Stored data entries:

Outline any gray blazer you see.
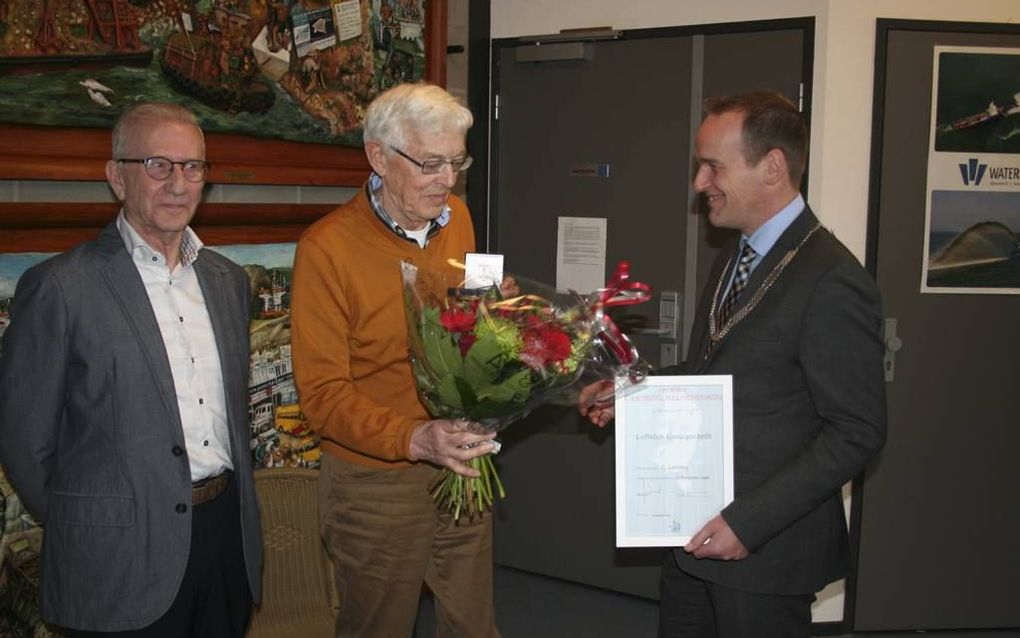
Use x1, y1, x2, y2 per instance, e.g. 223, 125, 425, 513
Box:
665, 208, 887, 595
0, 223, 262, 631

#### Exercise directions
Every entry must be reproduced exactly, with the images left out.

#### Worked solution
Outline any gray blazer you see.
Use x1, y1, x2, y2 per instance, e.g. 223, 125, 425, 513
Box:
665, 208, 887, 595
0, 223, 262, 631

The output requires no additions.